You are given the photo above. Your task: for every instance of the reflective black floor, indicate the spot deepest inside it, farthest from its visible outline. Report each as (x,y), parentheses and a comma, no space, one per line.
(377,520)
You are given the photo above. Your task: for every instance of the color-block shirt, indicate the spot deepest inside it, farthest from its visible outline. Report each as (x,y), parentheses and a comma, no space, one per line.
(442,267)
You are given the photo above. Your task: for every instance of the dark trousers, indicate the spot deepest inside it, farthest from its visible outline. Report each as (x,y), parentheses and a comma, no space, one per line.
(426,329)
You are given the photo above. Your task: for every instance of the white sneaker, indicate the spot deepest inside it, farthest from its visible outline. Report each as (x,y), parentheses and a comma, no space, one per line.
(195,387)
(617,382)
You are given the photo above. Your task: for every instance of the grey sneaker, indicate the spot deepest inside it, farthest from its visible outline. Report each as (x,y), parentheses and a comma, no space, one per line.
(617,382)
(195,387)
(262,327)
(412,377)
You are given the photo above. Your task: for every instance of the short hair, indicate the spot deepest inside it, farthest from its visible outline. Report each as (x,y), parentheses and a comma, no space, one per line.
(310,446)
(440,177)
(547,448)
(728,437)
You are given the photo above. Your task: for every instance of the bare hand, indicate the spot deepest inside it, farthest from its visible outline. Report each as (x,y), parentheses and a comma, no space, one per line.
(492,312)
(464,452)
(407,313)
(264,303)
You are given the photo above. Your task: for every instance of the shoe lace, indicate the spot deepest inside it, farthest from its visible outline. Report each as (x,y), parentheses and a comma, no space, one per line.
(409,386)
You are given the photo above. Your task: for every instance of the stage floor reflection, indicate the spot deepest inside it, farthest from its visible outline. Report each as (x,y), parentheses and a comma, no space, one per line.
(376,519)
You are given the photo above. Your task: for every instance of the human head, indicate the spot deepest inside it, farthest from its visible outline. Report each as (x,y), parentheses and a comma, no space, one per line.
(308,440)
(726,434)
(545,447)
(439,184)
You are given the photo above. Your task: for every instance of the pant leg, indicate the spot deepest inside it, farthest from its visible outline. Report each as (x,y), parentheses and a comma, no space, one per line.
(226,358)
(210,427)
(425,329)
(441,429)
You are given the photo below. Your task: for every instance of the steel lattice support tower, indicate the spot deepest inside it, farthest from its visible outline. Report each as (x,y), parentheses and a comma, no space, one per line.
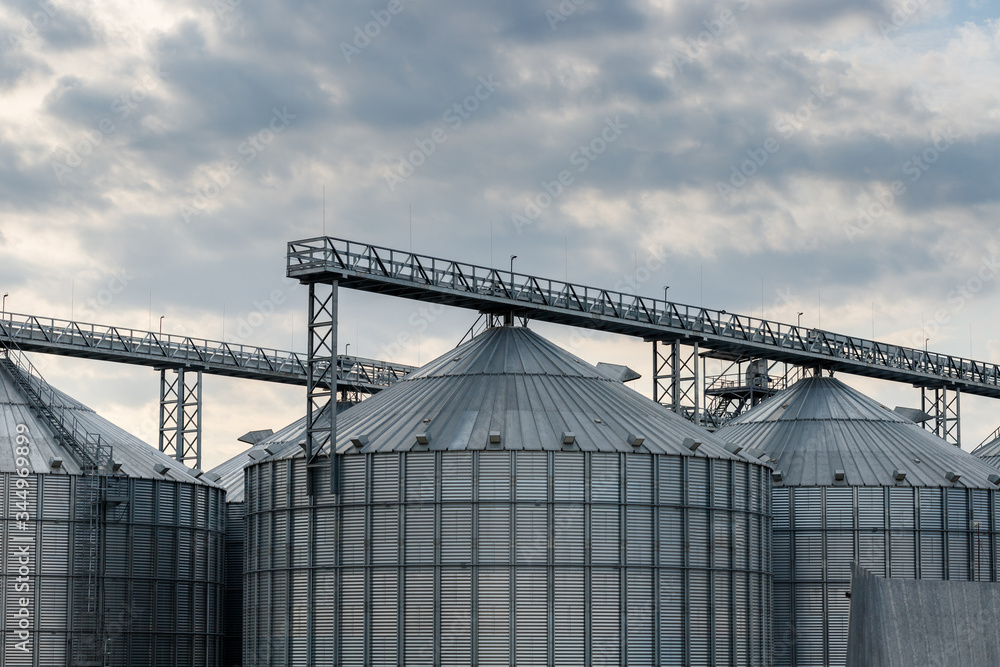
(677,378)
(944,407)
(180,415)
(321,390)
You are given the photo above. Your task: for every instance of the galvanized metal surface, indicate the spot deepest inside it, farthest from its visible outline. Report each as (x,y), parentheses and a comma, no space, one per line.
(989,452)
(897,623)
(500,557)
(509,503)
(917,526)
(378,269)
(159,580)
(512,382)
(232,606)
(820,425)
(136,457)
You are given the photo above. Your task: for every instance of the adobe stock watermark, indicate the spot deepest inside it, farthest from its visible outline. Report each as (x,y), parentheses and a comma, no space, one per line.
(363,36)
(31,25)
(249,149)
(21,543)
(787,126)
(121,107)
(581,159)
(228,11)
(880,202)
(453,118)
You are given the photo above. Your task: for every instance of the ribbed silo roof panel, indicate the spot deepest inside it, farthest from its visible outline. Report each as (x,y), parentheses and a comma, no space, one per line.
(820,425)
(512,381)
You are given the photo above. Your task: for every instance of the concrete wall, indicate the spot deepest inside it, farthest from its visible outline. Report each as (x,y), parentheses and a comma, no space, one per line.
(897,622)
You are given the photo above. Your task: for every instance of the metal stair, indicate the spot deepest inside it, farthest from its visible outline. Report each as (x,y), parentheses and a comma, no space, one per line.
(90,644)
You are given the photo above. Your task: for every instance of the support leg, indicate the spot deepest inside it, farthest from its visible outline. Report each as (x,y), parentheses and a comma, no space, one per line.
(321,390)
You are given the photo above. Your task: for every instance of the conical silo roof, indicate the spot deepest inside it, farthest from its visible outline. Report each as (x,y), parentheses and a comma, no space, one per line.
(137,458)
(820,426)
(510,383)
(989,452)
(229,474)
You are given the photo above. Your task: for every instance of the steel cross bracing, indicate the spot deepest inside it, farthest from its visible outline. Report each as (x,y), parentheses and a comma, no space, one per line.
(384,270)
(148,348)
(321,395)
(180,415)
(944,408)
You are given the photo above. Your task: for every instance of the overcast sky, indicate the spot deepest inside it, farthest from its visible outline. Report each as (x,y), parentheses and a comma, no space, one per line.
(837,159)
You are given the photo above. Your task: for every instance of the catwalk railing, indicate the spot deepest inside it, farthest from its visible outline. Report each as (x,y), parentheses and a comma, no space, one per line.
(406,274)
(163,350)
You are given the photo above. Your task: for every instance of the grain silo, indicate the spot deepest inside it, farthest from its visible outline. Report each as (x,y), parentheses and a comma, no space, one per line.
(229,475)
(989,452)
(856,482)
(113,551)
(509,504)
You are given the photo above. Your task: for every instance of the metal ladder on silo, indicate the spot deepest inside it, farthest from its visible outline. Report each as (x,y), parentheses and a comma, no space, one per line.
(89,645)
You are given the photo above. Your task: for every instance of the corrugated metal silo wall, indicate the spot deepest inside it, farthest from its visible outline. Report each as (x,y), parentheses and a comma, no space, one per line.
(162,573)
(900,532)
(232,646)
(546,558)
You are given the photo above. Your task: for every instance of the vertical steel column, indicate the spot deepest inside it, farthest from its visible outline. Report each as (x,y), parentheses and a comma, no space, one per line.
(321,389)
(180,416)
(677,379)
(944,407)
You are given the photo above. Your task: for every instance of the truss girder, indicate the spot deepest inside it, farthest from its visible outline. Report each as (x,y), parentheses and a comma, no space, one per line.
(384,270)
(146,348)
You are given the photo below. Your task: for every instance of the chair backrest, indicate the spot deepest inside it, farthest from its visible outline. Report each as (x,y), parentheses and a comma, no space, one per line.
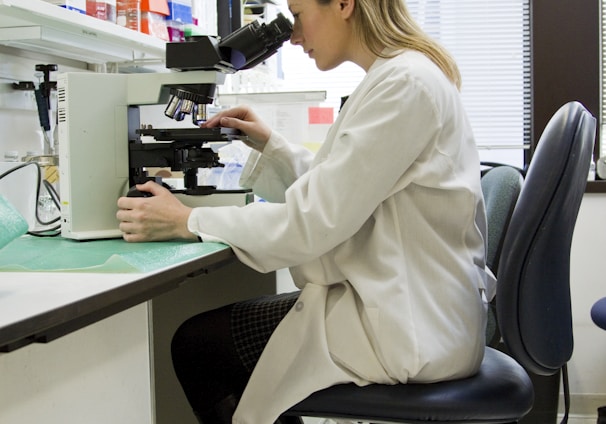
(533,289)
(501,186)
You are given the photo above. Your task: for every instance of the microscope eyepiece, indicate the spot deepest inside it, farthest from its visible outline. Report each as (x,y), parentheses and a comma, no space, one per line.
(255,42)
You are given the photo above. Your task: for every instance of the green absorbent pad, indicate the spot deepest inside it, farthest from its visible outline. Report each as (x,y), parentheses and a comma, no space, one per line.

· · · · ·

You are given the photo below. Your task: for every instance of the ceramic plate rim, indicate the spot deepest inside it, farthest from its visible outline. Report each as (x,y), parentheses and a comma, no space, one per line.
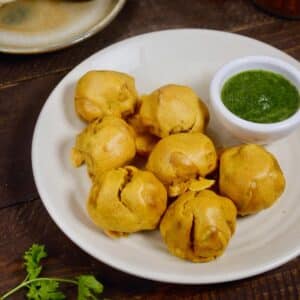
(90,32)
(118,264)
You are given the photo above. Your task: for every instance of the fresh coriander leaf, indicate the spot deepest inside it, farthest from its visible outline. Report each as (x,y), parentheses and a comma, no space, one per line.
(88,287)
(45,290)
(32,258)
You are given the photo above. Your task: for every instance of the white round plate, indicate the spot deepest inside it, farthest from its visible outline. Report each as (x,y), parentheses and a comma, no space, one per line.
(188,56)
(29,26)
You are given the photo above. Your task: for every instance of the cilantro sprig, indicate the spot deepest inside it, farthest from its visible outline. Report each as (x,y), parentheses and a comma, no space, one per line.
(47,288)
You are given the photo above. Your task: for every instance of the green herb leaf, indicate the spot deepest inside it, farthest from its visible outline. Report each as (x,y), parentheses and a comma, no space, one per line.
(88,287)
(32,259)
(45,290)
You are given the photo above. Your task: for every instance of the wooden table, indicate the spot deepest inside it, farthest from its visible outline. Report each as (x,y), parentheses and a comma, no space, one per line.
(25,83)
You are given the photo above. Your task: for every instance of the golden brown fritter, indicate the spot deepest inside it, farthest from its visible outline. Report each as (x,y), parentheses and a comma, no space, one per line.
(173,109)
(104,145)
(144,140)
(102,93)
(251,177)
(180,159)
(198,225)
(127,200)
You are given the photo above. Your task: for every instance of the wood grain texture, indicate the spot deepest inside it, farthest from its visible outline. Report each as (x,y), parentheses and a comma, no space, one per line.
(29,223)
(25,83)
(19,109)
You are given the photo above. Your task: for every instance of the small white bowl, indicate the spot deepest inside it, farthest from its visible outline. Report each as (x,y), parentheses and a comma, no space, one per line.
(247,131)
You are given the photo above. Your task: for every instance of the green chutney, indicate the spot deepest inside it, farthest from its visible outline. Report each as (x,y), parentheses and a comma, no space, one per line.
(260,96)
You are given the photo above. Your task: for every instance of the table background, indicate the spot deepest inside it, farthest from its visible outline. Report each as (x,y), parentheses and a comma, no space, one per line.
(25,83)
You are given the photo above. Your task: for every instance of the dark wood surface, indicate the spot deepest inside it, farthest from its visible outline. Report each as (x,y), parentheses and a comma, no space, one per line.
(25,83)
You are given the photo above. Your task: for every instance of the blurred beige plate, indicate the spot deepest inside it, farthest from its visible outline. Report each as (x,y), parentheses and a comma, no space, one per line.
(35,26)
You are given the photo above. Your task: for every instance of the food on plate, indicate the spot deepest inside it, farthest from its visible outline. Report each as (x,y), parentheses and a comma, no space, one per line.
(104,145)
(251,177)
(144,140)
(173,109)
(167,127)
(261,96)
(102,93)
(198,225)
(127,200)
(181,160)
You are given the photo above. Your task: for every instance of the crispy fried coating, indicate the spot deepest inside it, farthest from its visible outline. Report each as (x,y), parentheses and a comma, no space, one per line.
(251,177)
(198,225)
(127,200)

· · · · ·

* [Instructions to follow]: State how many lines of the items above contain the string "surface", with case counting. Give only the number.

* [Exercise solution]: 2